Brief ::
Reproduce every line of the listing below, requests included, and adjust each x and y coordinate in the answers by adding -84 to it.

++++++++

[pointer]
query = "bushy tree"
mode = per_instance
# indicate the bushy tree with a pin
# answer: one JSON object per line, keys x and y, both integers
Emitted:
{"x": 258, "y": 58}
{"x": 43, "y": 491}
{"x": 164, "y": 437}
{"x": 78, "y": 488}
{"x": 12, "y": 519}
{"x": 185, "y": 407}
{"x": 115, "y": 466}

++++++++

Exercise result ::
[pointer]
query = "bushy tree"
mode = per_instance
# indicate the bushy tree with a pin
# answer: one JSON object per line, keys x and y, both integers
Emitted:
{"x": 174, "y": -26}
{"x": -41, "y": 407}
{"x": 80, "y": 353}
{"x": -6, "y": 404}
{"x": -72, "y": 435}
{"x": 101, "y": 323}
{"x": 31, "y": 382}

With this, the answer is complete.